- _Aim of the exercise_: Arrange the material below as a Markdown table with two columns, Row and Line, numbering each row and leaving out blank lines and the pictures.

** BEGIN **

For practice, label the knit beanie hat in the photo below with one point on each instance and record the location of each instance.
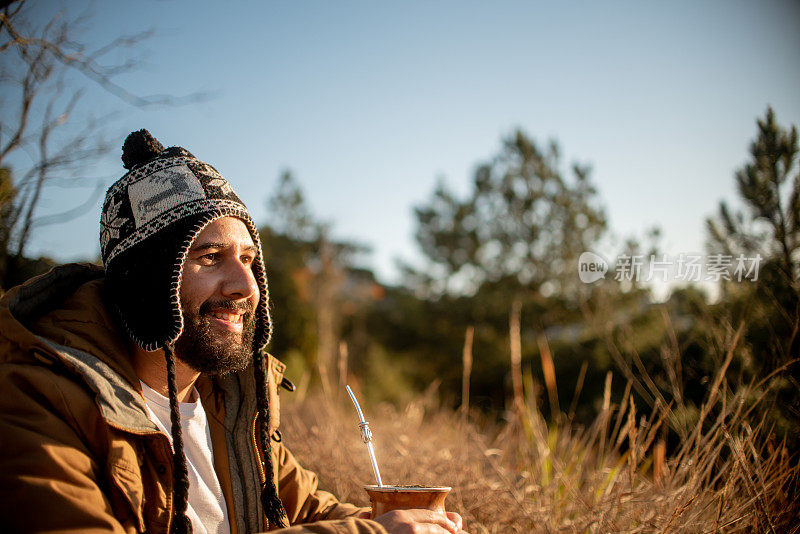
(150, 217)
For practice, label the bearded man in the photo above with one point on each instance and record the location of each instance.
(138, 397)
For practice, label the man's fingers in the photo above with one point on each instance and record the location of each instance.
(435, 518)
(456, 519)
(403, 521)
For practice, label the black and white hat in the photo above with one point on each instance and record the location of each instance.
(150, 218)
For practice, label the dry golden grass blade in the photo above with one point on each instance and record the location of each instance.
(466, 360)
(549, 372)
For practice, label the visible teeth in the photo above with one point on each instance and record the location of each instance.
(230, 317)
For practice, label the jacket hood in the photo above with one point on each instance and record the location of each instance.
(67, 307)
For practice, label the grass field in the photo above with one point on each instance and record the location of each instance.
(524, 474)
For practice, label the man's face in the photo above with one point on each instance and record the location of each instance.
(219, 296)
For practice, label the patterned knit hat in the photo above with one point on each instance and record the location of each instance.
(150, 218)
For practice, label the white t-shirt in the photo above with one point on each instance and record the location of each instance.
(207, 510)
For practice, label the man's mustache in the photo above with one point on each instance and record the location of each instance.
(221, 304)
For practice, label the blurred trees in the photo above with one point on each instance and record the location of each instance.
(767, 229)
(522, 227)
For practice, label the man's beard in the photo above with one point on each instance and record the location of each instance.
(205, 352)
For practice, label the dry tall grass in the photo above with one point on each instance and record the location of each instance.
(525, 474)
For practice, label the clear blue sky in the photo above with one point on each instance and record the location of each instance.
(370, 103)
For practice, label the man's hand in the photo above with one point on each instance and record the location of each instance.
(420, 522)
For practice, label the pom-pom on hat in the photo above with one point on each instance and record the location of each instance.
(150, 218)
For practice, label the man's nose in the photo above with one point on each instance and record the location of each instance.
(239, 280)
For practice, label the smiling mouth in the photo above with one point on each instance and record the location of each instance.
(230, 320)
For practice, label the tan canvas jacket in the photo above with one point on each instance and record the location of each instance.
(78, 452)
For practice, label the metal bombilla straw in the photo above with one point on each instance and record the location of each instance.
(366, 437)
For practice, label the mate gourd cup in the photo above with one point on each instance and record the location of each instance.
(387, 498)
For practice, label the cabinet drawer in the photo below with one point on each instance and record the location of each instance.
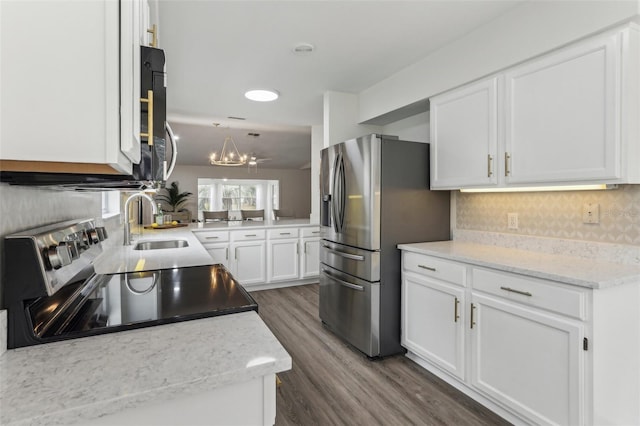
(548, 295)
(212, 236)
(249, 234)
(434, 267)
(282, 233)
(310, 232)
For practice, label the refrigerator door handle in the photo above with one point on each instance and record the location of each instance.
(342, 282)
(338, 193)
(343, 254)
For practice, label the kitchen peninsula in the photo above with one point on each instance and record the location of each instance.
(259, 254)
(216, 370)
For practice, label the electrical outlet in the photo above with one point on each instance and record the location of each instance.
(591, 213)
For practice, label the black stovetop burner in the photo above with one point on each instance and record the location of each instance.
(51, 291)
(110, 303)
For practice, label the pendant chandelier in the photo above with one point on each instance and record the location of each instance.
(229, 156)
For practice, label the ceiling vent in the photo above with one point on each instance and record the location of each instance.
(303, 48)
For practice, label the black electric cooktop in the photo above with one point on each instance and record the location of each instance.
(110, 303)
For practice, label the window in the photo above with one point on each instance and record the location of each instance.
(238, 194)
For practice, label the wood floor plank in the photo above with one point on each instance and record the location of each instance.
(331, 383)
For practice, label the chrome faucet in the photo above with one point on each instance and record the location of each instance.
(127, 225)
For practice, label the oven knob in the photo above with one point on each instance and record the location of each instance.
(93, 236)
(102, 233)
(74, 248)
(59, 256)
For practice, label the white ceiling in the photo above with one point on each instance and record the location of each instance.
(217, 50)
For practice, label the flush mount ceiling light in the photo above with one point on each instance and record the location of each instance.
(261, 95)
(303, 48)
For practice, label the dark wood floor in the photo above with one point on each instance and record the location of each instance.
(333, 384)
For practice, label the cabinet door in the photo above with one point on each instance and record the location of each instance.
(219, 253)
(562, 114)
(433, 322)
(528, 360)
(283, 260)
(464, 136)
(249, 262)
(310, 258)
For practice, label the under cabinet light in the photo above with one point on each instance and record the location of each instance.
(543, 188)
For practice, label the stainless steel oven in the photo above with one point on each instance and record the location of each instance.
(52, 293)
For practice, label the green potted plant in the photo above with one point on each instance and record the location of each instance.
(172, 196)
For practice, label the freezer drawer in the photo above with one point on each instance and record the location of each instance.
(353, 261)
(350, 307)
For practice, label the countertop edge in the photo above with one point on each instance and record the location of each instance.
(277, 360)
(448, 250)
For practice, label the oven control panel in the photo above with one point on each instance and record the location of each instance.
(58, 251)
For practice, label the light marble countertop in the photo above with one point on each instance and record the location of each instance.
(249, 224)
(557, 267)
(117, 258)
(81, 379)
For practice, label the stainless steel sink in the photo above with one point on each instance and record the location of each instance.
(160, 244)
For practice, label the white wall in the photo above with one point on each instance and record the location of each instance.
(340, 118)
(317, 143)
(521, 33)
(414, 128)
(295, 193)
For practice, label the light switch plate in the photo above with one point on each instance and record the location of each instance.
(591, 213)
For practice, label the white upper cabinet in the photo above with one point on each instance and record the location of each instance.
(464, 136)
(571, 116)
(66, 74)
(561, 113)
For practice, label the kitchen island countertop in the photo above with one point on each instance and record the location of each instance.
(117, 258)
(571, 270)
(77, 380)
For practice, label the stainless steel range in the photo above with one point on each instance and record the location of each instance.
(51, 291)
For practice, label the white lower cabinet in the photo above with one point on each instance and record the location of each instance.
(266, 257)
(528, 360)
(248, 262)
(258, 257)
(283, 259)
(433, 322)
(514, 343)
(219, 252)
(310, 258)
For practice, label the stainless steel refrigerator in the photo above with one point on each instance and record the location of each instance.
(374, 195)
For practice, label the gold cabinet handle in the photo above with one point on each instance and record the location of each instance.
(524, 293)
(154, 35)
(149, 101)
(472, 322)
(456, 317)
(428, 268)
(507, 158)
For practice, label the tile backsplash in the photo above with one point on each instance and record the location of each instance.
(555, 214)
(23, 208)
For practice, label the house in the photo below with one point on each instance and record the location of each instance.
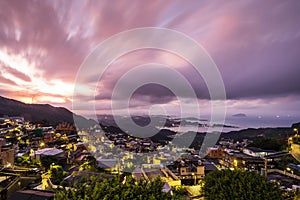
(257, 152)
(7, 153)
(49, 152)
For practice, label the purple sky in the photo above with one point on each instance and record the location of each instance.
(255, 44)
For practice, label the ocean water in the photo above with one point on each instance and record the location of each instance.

** END **

- _Exercise answer_:
| Row | Line |
|---|---|
| 1 | For practice, label the knit beanie hat in the photo below with one point on each instance and record the location of each instance. |
| 2 | (150, 217) |
| 3 | For practice, label the bearded man in the photo above with one point on each instance and record the location of each instance. |
| 4 | (138, 397) |
| 5 | For practice, label the man's fingers in the photo above with one point on each instance and record the location of each instance. |
| 6 | (435, 518) |
| 7 | (456, 519) |
| 8 | (403, 521) |
| 9 | For practice, label the black and white hat in the photo above with one point on each instance and record the location of each instance. |
| 10 | (150, 218) |
| 11 | For practice, label the dry golden grass blade in the photo above with one point on each instance and record the location of each instance. |
| 12 | (466, 360) |
| 13 | (549, 372) |
| 14 | For practice, label the visible teeth in the photo above with one point on each instance and record the location of each instance. |
| 15 | (230, 317) |
| 16 | For practice, label the jacket hood in the photo above with one point on each instance and record the location of each instance. |
| 17 | (67, 307) |
| 18 | For practice, label the grass field in the photo above with one point on each instance and record the location of each instance. |
| 19 | (524, 474) |
| 20 | For practice, label the man's face in the photo above with one point on each instance and record the location of each instance. |
| 21 | (219, 296) |
| 22 | For practice, label the patterned knit hat in the photo above with one point on each instance and record the location of each instance. |
| 23 | (150, 218) |
| 24 | For practice, label the white t-shirt in the photo above with one point on each instance and record the location of each instance. |
| 25 | (207, 510) |
| 26 | For practice, label the man's mustache in the photo above with one point on each instance and record the location of each instance. |
| 27 | (221, 304) |
| 28 | For practice, label the blurred trees in the photo above with one point on each instance and record the location of each instance. |
| 29 | (767, 229) |
| 30 | (522, 227) |
| 31 | For practice, label the man's beard in the photo above with one point on each instance and record the location of each instance. |
| 32 | (205, 352) |
| 33 | For practice, label the dry tall grass in the photo above with one point on each instance and record the location of each instance. |
| 34 | (525, 474) |
| 35 | For practice, label the clear blue sky in the photo above with one point on each instance and record the location of each instance. |
| 36 | (370, 103) |
| 37 | For practice, label the man's hand in the photo above with one point on each instance and record the location of each instance. |
| 38 | (420, 522) |
| 39 | For practice, label the pom-pom on hat in the photo above with one point on each instance and record the location of each instance. |
| 40 | (150, 218) |
| 41 | For practice, label the man's nose in the photo above with one point on each instance and record the location of each instance. |
| 42 | (239, 280) |
| 43 | For practice, label the smiling mouth in the photo above with one point on each instance and record the location of each instance. |
| 44 | (230, 320) |
| 45 | For practice, label the tan canvas jacket in the photo above with one point on each instance and record the location of each instance. |
| 46 | (78, 452) |
| 47 | For practice, label the metal bombilla straw in the photo above with one point on each instance and record the location of each instance. |
| 48 | (366, 437) |
| 49 | For practice, label the mate gourd cup in the photo above with one point on each instance and record the location of each instance. |
| 50 | (387, 498) |
| 51 | For practice, label the cabinet drawer in the photo below with one point on each instance and record the location of each instance. |
| 52 | (548, 295) |
| 53 | (212, 236) |
| 54 | (249, 234) |
| 55 | (434, 267) |
| 56 | (282, 233) |
| 57 | (310, 232) |
| 58 | For practice, label the refrigerator door handle in the photo above with one point on each instance and record the location of each instance. |
| 59 | (342, 282) |
| 60 | (338, 193) |
| 61 | (343, 254) |
| 62 | For practice, label the kitchen peninsula in the photo above with one point on each instance and record the location of each instance. |
| 63 | (259, 254) |
| 64 | (216, 370) |
| 65 | For practice, label the electrical outlet in the photo above with one point on each instance and record the location of each instance. |
| 66 | (591, 213) |
| 67 | For practice, label the black stovetop burner in the photo above with one point on each instance and record the location of each instance. |
| 68 | (51, 291) |
| 69 | (110, 303) |
| 70 | For practice, label the pendant chandelier in the photo above with one point on each instance and record the location of each instance. |
| 71 | (229, 156) |
| 72 | For practice, label the ceiling vent in the photo above with one point on each instance and record the location of each instance. |
| 73 | (303, 48) |
| 74 | For practice, label the black electric cooktop in the photo above with one point on each instance and record the location of each instance. |
| 75 | (110, 303) |
| 76 | For practice, label the window in the photo above with one point on each instance and record the location of each instance. |
| 77 | (238, 194) |
| 78 | For practice, label the wood floor plank in the photo above with one point on each instance and record the location of each instance. |
| 79 | (331, 383) |
| 80 | For practice, label the chrome faucet in the photo above with one point on each instance and record the location of each instance. |
| 81 | (127, 225) |
| 82 | For practice, label the oven knob in the photo above with one point on each instance and record the location of each instance. |
| 83 | (93, 236) |
| 84 | (102, 233) |
| 85 | (74, 248) |
| 86 | (59, 256) |
| 87 | For practice, label the white ceiling in the photo above with one point on each instance and record the location of each instance. |
| 88 | (217, 50) |
| 89 | For practice, label the flush mount ceiling light in the photo above with one point on each instance and record the location of each instance. |
| 90 | (261, 95) |
| 91 | (303, 48) |
| 92 | For practice, label the dark wood floor in the photo above with one point on each instance and record the location of each instance. |
| 93 | (333, 384) |
| 94 | For practice, label the cabinet door in the photo above with one point on each instance and record the location of each instance. |
| 95 | (219, 253) |
| 96 | (562, 114) |
| 97 | (433, 322) |
| 98 | (528, 360) |
| 99 | (283, 260) |
| 100 | (464, 136) |
| 101 | (249, 262) |
| 102 | (310, 258) |
| 103 | For practice, label the under cabinet light in the photo above with one point on each instance and record the location of each instance. |
| 104 | (543, 188) |
| 105 | For practice, label the stainless steel oven in the photo above with one point on each instance and record the location of each instance. |
| 106 | (52, 293) |
| 107 | For practice, label the green potted plant in the photo above with one point on each instance and record the location of each instance. |
| 108 | (172, 196) |
| 109 | For practice, label the freezer drawer in the photo above with one point on each instance and record the location of each instance. |
| 110 | (353, 261) |
| 111 | (350, 307) |
| 112 | For practice, label the countertop edge in the photo above with one point on each instance and record the location of each instance. |
| 113 | (277, 360) |
| 114 | (448, 250) |
| 115 | For practice, label the oven control panel in the photo above with one point on each instance and record the location of each instance. |
| 116 | (58, 251) |
| 117 | For practice, label the light marble countertop in the photo above with one point on each instance and record the location of each instance. |
| 118 | (249, 224) |
| 119 | (557, 267) |
| 120 | (117, 258) |
| 121 | (81, 379) |
| 122 | For practice, label the stainless steel sink in the photo above with one point on each instance and record the location of each instance. |
| 123 | (160, 244) |
| 124 | For practice, label the white wall in the photo above with one point on each instance and record the location of each instance. |
| 125 | (340, 118) |
| 126 | (317, 143) |
| 127 | (521, 33) |
| 128 | (414, 128) |
| 129 | (295, 193) |
| 130 | For practice, label the light switch plate in the photo above with one point on each instance and record the location of each instance. |
| 131 | (591, 213) |
| 132 | For practice, label the white upper cabinet in the photo above with one point on each instance and record the location of each instance. |
| 133 | (464, 136) |
| 134 | (571, 116) |
| 135 | (66, 74) |
| 136 | (561, 113) |
| 137 | For practice, label the kitchen island countertop in the photo above with one point on each instance and record the location of each instance. |
| 138 | (117, 258) |
| 139 | (571, 270) |
| 140 | (77, 380) |
| 141 | For practice, label the stainless steel range in the photo above with one point on each instance and record the location of each instance. |
| 142 | (51, 291) |
| 143 | For practice, label the white lower cabinet in the photo above with one point on each instance and record the location of each instance. |
| 144 | (266, 257) |
| 145 | (528, 360) |
| 146 | (248, 262) |
| 147 | (258, 257) |
| 148 | (283, 259) |
| 149 | (433, 322) |
| 150 | (514, 343) |
| 151 | (219, 252) |
| 152 | (310, 258) |
| 153 | For practice, label the stainless steel refrigerator in the photo above with one point on each instance and record the location of each instance. |
| 154 | (374, 195) |
| 155 | For practice, label the gold cabinet handle in the photo above with one point on each instance and record the location of each instance. |
| 156 | (524, 293) |
| 157 | (154, 35) |
| 158 | (149, 101) |
| 159 | (472, 322) |
| 160 | (456, 317) |
| 161 | (428, 268) |
| 162 | (507, 158) |
| 163 | For practice, label the tile backsplash in the photo above with one point on each instance and record the location of each instance. |
| 164 | (555, 214) |
| 165 | (23, 208) |
| 166 | For practice, label the house in the photo below with one point on each instance and record the location of each instance. |
| 167 | (257, 152) |
| 168 | (7, 153) |
| 169 | (49, 152) |
| 170 | For practice, label the purple sky in the photo above with one point on each instance and record the location of each instance. |
| 171 | (255, 44) |
| 172 | For practice, label the ocean water in the photo above with one point on each instance and record the location of each instance. |